>>>>

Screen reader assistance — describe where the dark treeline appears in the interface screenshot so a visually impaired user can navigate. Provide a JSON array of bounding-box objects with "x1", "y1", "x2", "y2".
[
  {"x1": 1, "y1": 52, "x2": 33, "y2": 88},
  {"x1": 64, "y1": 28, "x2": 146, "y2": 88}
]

<<<<

▶ [Assigned task] Quote each line of the listing above exactly.

▶ [Finished exercise]
Screen reader assistance — describe where the dark treeline appears in the interface screenshot so a visually impaired user can navigate. Provide a JSON array of bounding-box objects with "x1", "y1", "x2", "y2".
[
  {"x1": 1, "y1": 52, "x2": 33, "y2": 88},
  {"x1": 64, "y1": 28, "x2": 146, "y2": 88}
]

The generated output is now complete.